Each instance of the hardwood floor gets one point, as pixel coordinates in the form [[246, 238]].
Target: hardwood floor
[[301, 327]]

+ + + +

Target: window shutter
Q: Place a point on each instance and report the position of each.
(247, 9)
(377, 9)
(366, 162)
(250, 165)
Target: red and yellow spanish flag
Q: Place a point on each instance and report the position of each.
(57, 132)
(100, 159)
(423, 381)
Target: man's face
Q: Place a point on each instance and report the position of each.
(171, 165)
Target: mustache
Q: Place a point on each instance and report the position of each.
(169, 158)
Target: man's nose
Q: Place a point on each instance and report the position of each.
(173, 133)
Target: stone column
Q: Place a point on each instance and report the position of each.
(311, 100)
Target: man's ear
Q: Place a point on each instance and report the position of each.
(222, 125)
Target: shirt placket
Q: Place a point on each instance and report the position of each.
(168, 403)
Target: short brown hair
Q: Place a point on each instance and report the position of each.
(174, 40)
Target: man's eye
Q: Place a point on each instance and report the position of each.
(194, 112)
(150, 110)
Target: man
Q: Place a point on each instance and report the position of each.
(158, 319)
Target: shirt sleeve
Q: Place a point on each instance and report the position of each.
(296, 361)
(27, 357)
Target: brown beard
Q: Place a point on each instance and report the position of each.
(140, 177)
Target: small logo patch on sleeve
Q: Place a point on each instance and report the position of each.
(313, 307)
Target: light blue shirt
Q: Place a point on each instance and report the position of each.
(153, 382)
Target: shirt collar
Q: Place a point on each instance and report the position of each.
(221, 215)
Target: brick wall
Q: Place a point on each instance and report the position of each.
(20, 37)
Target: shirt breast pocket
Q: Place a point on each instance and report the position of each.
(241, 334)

+ + + +

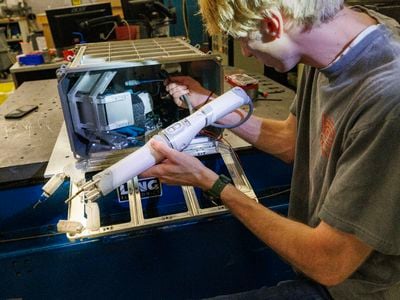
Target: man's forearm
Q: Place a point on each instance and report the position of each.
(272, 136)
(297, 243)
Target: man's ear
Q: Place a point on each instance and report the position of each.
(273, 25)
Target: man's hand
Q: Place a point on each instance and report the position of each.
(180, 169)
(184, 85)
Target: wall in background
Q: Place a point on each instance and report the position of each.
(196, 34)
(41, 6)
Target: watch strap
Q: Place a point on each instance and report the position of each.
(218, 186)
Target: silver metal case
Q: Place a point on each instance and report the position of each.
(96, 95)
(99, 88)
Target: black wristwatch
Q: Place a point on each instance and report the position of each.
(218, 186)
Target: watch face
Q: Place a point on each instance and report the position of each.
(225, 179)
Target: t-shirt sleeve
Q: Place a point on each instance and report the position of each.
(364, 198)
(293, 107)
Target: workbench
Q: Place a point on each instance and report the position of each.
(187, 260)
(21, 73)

+ + + +

• Prompt
Beginning with the line that has "Target: man's face" and ending with the line that has "Target: shirt placket", set down the lines above exactly and include no others.

• Output below
Target: man's face
Q: Place a point on each instance and report the position of each.
(171, 165)
Target: mustache
Q: Place a point on each instance and report the position of each.
(169, 158)
Target: man's nose
Q: Place a point on each instance and report the position of each.
(173, 133)
Target: stone column
Q: Place a point on each instance and report the position of each.
(311, 100)
Target: man's ear
Q: Place a point on each instance and report the position of each.
(222, 125)
Target: shirt placket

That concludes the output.